[Opening Data for this task section]
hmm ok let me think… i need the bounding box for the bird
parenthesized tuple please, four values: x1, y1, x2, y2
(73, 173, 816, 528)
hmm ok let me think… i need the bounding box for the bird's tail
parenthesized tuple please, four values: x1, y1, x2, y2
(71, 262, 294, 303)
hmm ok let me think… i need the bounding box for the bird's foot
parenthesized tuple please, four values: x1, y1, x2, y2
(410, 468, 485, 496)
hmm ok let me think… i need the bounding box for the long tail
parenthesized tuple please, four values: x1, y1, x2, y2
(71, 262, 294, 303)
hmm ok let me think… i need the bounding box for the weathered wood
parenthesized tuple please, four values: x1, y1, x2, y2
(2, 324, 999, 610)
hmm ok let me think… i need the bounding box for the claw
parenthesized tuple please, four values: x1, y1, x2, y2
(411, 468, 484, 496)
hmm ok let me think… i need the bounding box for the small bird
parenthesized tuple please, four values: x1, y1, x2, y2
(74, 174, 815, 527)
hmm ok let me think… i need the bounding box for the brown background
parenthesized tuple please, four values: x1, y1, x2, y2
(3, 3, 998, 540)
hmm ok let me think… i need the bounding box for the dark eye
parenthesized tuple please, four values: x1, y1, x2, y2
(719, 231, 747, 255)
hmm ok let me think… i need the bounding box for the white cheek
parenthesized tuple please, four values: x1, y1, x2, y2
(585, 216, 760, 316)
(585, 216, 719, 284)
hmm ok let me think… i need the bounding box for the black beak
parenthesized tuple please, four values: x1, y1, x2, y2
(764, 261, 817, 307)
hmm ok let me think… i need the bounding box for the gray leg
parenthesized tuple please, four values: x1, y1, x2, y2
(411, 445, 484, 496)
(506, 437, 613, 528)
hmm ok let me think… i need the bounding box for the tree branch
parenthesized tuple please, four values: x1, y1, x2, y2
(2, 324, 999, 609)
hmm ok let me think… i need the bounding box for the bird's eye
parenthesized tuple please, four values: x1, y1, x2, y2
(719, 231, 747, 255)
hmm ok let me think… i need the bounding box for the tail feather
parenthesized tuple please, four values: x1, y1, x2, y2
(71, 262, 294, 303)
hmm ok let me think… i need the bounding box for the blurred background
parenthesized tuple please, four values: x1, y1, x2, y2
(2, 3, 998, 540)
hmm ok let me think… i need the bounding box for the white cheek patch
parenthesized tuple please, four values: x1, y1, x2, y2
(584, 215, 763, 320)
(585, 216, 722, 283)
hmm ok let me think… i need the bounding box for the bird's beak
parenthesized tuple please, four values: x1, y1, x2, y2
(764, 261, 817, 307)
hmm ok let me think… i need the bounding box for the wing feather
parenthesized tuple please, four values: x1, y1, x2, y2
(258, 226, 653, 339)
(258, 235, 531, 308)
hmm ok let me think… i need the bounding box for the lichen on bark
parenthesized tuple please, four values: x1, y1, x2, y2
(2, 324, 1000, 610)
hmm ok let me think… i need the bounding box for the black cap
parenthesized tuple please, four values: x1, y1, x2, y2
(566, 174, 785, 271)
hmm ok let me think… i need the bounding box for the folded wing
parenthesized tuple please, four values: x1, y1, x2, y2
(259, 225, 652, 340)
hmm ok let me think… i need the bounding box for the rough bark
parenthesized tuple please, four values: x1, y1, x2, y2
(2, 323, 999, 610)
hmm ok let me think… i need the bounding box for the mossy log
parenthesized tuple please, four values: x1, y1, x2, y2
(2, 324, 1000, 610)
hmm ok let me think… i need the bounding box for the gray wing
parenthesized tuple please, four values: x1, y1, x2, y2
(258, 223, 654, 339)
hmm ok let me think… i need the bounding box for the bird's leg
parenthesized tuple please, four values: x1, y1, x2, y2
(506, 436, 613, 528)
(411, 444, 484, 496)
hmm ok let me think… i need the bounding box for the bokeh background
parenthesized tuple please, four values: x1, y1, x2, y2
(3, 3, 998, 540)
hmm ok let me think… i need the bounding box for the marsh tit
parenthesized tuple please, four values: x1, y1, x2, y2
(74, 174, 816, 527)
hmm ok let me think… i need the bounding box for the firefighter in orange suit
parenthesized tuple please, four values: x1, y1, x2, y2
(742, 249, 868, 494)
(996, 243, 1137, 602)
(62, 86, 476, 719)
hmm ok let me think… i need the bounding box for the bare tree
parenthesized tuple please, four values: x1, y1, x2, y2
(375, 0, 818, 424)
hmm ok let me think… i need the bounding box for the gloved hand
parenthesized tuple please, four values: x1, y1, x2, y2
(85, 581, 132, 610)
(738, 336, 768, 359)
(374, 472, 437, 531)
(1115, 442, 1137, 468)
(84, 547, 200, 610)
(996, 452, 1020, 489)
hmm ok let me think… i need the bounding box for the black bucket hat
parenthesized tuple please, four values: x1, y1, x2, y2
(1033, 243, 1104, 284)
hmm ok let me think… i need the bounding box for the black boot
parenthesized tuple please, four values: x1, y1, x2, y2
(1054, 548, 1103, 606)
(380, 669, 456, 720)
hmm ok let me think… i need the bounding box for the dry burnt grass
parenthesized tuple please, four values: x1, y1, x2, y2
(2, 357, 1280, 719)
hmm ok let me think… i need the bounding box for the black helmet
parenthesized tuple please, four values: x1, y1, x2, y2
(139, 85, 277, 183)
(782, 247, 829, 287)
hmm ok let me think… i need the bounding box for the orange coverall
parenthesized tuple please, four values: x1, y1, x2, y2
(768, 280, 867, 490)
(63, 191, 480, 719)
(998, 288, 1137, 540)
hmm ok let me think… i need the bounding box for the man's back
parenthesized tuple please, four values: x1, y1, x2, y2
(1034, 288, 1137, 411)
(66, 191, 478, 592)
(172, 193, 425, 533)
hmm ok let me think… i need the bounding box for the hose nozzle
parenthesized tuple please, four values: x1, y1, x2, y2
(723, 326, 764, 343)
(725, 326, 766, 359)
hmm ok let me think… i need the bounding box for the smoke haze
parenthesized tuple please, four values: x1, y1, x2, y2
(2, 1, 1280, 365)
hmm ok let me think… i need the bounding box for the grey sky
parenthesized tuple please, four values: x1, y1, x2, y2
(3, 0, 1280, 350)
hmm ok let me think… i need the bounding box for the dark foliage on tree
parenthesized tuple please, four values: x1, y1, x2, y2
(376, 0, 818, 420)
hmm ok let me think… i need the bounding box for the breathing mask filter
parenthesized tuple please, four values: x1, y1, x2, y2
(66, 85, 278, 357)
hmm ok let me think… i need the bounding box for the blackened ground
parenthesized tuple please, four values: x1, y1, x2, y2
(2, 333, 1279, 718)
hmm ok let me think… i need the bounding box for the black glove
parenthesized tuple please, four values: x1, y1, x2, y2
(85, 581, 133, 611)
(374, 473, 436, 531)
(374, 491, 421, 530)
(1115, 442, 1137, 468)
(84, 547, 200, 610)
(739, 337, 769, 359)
[Closing Data for this task section]
What you should do —
All entries must be printed exactly, with nothing omitted.

Written response —
hmm ok let me think… i need the bounding box for the bird
parenthesized tuple please, four values: x1, y1, x2, y2
(73, 173, 816, 528)
hmm ok let me think… i need the bounding box for the bird's tail
parenthesized tuple please, four values: x1, y1, x2, y2
(71, 262, 294, 303)
hmm ok let me think… i need the bounding box for the bird's foot
parenthesized tuple please, four values: x1, y1, x2, y2
(410, 468, 485, 496)
hmm ok let me think… i need the bounding box for the long tail
parenthesized tuple please, four values: x1, y1, x2, y2
(71, 262, 294, 303)
hmm ok let me think… i need the bounding box for the weathered wood
parenthesized tuple please, four values: x1, y1, x2, y2
(2, 324, 999, 610)
hmm ok let me think… i need the bounding box for the claw
parenthesized tuple please, four values: x1, y1, x2, y2
(411, 468, 484, 496)
hmm ok let me think… i need the bounding box for the small bird
parenthesized tuple please, four values: x1, y1, x2, y2
(74, 174, 815, 527)
hmm ok let me think… i need the bounding box for the brown background
parenthesized tuple please, four values: x1, y1, x2, y2
(3, 3, 998, 540)
hmm ok let me think… i need the bounding box for the dark eye
parenthesized tuple please, four values: x1, y1, x2, y2
(719, 231, 747, 255)
hmm ok let me think… i need the bounding box for the white cheek
parenthesized tuple please, four values: x1, y1, x2, y2
(585, 216, 760, 316)
(585, 216, 719, 284)
hmm ok let me think… i need the bounding box for the black beak
parenthesized tuple please, four values: x1, y1, x2, y2
(764, 261, 817, 307)
hmm ok let me think… i need the bounding box for the gray leg
parenthesized tuple please, four values: x1, y1, x2, y2
(411, 445, 484, 496)
(506, 437, 613, 528)
hmm ok let me think… i need the bounding box for the tree branch
parenthesized tuple please, four values: x1, y1, x2, y2
(2, 324, 999, 609)
hmm ok let me think… i need the bounding box for the bird's eye
parenthesized tuple please, four values: x1, y1, x2, y2
(719, 231, 747, 255)
hmm ok let me think… i need the bounding box for the tail feather
parenthesized tuple please, four values: x1, y1, x2, y2
(71, 262, 294, 303)
hmm ok let me think… i need the bounding box for the blurred background
parenthesized tuple please, four values: x1, y1, x2, y2
(2, 3, 998, 540)
hmm ok let me think… i need the bounding box for the white cheek patch
parenthesized tuple please, four values: x1, y1, x2, y2
(584, 215, 763, 320)
(585, 216, 722, 283)
hmm ok let me think… i need the bounding box for the bird's beak
parenthesized tuple please, four values: x1, y1, x2, y2
(764, 261, 817, 307)
hmm ok let me think… i need the bounding box for the wing feather
parenthesized tuple please, four values: x1, y1, x2, y2
(258, 226, 653, 339)
(258, 235, 531, 308)
hmm ok let me think… i need the bounding box for the lichen on bark
parenthesized tuple please, four values: x1, y1, x2, y2
(2, 324, 1000, 610)
hmm ok let me think… i need the bounding box for the black cap
parenthesized tuple please, four values: x1, y1, x2, y2
(566, 174, 785, 271)
hmm ok let me think… i need the bounding box for the folded wing
parenthesized tuple please, four values: x1, y1, x2, y2
(259, 225, 652, 340)
hmm ok let me think… i need the bounding box for the rough bark
parenthesized tuple please, four values: x1, y1, x2, y2
(2, 323, 999, 610)
hmm ok let me think… i need the bounding box for the mossy log
parenthesized tuple please, four values: x1, y1, x2, y2
(2, 324, 1000, 610)
hmm ok let me think… i need the bounding box for the gray wing
parenthesized tuple please, four values: x1, y1, x2, y2
(258, 223, 654, 339)
hmm ok let me think… i need the bounding box for the bird's leg
parenthesized tuple please, four values: x1, y1, x2, y2
(506, 436, 613, 528)
(411, 444, 484, 496)
hmm ok let me think… i need the bounding box for the bokeh background
parenthesized tuple please, four values: x1, y1, x2, y2
(3, 3, 998, 540)
hmm ok let me think… i need the bounding box for the marsh tit
parenthesized tuple please, four values: x1, y1, x2, y2
(74, 174, 816, 527)
hmm ok let me think… i need the bounding box for the firefighter in orange suit
parenthesized tuple please, four values: x1, y1, x2, y2
(742, 249, 868, 494)
(996, 243, 1137, 602)
(62, 86, 476, 719)
hmm ok let me think… i need the bounding box for the bare tree
parenthesized tuple please, four values: x1, y1, x2, y2
(375, 0, 818, 424)
hmm ok let me think… i need the bounding box for the gloved hand
parenthesized tuple please, four values: x1, y1, x2, y2
(85, 581, 132, 610)
(738, 336, 768, 359)
(374, 472, 437, 531)
(1115, 442, 1137, 468)
(84, 547, 200, 610)
(996, 452, 1020, 489)
hmm ok let me think… i need the bounding box for the black bucket hat
parenthesized tuple please, four values: x1, y1, x2, y2
(1033, 243, 1104, 284)
hmm ok let me think… i need the bounding box for the black boot
parenthesized tuple please, four values: x1, y1, x2, y2
(1054, 548, 1103, 606)
(380, 669, 456, 720)
hmm ok let me think… i need the bounding box for the dry burnt grass
parenthesized tuple please, four values: x1, y1, x2, y2
(2, 357, 1280, 719)
hmm ok let me think… i need the bounding box for the black helmet
parenthesized tuple please, four values: x1, y1, x2, y2
(139, 85, 277, 183)
(782, 247, 829, 287)
hmm ok let me think… i need the bounding box for the orange coverall
parenthesized tuple please, four values: x1, y1, x2, y2
(768, 280, 867, 490)
(63, 191, 480, 719)
(998, 288, 1137, 540)
hmm ok let me think… i need the bounding box for the man's back
parenthesized tuple please, four values: x1, y1, x2, y2
(1034, 288, 1137, 411)
(66, 191, 478, 592)
(172, 193, 425, 533)
hmm ok let me think… i need the bounding box for the hose nozzle
parenthesized tuple please, four values: x1, y1, x2, y2
(723, 326, 764, 343)
(725, 326, 766, 359)
hmm ok let me think… i need the bounding box for the smoke haze
parenthesized tuple please, four values: x1, y1, x2, y2
(2, 1, 1280, 365)
hmm ok let me think… i need the bounding box for the grey sky
parenthesized tuple please, four values: x1, y1, x2, y2
(3, 0, 1280, 350)
hmm ok let me think… i need the bounding box for the dark foliage on tree
parenthesized tuple please, four values: x1, y1, x2, y2
(376, 0, 818, 420)
hmm ok let me think… i need the bounding box for the breathing mask filter
parenthesized tuple please, four values: x1, y1, x2, y2
(66, 85, 278, 357)
hmm ok let me think… i need the bounding box for the blackened ground
parenthesized tuple please, four values: x1, y1, x2, y2
(2, 333, 1279, 718)
hmm ok let me think… i need the bounding box for the black glove
parenthesized tuple please, four values: x1, y1, x2, y2
(85, 581, 133, 611)
(374, 473, 436, 531)
(374, 491, 421, 530)
(1115, 442, 1137, 468)
(84, 547, 200, 610)
(739, 337, 769, 359)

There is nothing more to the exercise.